▶ OBJECTIVE
Could you turn every line of the material below into a numbered list, skipping blank lines and leaving the pictures out?

-- Begin RECORDS --

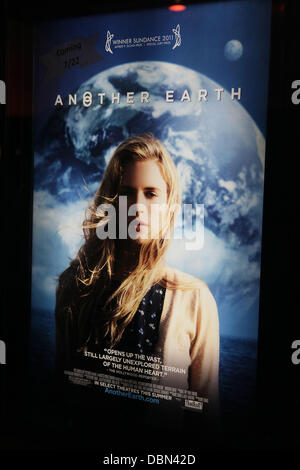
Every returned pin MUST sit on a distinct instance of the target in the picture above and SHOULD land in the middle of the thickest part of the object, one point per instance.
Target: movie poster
(196, 82)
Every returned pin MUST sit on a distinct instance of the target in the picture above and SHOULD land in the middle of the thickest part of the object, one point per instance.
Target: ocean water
(237, 364)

-- End RECORDS --

▶ EXERCISE RESULT
1. Every returned pin MUST sit on a distinct instance of the target in the picture above and SHOULD land in the middle of the thickest part of the object, one point per instance.
2. Target: movie poster
3. (196, 82)
4. Every returned pin MUST sit on a distinct instance of the target in the picture above and SHOULD land in the middle of the thickest part of the object, one point per instance.
5. Target: ocean water
6. (237, 364)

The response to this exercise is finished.